### Goal
Reproduce each of the rows below character for character, leaving nothing out and changing nothing.

## Begin Exercise data

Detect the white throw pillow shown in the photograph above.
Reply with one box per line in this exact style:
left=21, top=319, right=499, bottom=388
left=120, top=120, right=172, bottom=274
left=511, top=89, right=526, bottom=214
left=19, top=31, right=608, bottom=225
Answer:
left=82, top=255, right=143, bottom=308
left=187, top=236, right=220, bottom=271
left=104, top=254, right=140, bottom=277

## End Exercise data

### Finished answer
Detect the white throw pillow shown in the photograph above.
Reply with one box per line in this exact style:
left=21, top=319, right=499, bottom=388
left=120, top=120, right=172, bottom=274
left=511, top=89, right=526, bottom=214
left=19, top=31, right=608, bottom=225
Answer:
left=82, top=255, right=143, bottom=308
left=187, top=236, right=220, bottom=271
left=104, top=254, right=140, bottom=277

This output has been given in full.